> [Exercise prompt] Set the lines from the one containing "Every <instance> lists" through the one containing "positive clicks: (300, 192)" into a Markdown table with the columns Row and Line, numbering each row. Leave out any blank lines.

> [Material for the task]

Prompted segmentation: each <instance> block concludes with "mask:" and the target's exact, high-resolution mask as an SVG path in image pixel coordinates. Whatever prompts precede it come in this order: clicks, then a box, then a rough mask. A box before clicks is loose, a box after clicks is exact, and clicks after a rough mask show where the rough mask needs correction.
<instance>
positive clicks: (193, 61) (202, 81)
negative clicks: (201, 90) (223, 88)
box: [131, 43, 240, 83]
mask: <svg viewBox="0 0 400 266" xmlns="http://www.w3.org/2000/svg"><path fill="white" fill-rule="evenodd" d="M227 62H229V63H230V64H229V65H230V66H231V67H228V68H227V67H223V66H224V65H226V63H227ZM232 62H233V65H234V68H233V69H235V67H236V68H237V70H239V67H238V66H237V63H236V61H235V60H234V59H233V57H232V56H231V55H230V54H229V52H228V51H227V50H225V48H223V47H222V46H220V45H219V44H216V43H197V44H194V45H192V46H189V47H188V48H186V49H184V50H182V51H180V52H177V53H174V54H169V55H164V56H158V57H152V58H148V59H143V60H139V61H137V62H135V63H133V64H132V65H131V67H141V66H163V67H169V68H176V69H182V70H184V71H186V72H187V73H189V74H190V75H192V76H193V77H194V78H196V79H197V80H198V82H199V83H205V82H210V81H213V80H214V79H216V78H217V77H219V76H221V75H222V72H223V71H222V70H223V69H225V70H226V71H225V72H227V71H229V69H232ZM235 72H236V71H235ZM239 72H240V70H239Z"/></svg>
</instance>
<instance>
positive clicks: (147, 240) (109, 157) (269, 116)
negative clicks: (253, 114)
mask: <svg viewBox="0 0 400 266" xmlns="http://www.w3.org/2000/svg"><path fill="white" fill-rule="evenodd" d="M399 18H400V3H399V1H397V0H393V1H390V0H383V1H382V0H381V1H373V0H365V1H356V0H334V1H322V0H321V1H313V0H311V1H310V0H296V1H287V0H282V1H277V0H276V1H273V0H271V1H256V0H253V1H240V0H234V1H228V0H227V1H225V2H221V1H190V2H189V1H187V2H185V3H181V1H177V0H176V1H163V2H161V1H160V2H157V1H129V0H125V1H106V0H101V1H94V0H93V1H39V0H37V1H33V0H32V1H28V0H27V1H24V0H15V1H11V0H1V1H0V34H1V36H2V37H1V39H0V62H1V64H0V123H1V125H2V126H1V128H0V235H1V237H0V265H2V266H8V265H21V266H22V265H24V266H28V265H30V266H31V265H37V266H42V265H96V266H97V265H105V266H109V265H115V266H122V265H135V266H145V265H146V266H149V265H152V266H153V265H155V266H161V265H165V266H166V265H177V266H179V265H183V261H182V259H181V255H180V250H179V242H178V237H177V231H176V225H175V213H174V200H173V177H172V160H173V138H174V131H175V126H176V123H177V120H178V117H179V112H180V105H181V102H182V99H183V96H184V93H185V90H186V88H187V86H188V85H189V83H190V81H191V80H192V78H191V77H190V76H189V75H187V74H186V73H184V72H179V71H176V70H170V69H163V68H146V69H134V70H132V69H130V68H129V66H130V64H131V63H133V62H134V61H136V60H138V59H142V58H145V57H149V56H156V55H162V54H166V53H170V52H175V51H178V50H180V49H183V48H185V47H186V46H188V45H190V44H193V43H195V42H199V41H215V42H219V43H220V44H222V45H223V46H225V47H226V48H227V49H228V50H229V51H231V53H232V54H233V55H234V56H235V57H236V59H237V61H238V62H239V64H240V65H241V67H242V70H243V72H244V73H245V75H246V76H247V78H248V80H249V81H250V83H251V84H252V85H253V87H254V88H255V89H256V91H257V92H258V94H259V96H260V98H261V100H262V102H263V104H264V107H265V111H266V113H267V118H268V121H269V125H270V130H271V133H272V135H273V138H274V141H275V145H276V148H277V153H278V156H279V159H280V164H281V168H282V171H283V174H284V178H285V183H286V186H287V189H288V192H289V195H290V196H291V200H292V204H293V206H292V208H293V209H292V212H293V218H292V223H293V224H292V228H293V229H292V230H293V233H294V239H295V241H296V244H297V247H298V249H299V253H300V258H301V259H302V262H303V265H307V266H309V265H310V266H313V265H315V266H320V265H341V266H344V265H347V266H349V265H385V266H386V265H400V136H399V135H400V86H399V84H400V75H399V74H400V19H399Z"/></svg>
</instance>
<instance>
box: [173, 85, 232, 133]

---

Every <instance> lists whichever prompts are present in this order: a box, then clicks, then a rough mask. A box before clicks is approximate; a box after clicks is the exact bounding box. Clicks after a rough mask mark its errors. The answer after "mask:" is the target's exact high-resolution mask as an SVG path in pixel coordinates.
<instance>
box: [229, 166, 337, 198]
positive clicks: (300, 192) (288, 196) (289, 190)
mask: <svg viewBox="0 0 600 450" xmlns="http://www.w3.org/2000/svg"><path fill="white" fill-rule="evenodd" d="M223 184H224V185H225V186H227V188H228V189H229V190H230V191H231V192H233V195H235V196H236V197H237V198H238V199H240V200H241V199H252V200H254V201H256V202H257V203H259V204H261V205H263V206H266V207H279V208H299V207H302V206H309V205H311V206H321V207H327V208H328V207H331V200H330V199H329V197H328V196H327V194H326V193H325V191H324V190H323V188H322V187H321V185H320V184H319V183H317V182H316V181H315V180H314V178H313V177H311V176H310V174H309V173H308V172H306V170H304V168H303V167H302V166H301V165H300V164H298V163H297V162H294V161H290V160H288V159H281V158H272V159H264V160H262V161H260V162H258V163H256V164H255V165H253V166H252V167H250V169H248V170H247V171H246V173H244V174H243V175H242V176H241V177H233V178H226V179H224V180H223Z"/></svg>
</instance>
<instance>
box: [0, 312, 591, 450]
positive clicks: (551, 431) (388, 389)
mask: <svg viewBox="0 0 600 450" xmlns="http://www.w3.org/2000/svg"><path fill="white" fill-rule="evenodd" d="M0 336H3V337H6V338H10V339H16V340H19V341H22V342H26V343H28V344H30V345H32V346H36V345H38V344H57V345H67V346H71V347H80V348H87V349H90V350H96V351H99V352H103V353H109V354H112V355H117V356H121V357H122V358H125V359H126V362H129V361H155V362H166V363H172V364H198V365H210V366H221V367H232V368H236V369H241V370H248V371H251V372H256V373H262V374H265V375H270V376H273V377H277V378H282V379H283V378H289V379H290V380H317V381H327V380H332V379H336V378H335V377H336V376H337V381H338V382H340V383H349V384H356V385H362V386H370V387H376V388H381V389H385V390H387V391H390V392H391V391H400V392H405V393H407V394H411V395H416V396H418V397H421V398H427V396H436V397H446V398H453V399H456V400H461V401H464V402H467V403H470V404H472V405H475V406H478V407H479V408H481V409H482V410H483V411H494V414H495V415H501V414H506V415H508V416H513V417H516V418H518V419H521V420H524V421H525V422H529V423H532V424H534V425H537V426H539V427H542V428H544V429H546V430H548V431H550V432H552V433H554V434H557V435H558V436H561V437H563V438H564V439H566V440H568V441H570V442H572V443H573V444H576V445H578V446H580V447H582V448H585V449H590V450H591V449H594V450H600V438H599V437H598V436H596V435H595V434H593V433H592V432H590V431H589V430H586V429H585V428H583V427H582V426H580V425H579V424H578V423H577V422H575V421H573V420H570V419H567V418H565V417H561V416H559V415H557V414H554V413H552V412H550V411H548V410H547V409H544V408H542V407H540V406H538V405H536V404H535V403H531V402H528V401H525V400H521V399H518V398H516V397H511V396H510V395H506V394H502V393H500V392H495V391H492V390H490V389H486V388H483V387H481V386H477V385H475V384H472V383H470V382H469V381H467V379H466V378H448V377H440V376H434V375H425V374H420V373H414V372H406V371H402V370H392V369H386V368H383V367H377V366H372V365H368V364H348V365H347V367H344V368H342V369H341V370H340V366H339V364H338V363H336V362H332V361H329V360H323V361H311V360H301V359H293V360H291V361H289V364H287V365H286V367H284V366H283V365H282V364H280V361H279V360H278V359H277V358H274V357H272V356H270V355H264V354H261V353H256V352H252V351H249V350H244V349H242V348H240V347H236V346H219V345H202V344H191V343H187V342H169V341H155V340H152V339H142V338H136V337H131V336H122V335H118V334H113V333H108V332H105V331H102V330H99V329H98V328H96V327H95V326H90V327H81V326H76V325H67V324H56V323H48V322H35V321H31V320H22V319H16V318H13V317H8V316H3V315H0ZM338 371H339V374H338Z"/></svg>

> [Expected answer]
| Row | Line |
|---|---|
| 1 | Every <instance> lists whichever prompts are present in this order: a box, then clicks, then a rough mask. A box before clicks is approximate; a box after clicks is the exact bounding box. Clicks after a rough mask mark its errors. The answer after "mask:" is the target's exact high-resolution mask as an SVG path in pixel coordinates. |
| 2 | <instance> |
| 3 | box: [229, 166, 337, 198] |
| 4 | positive clicks: (300, 192) (288, 196) (289, 190) |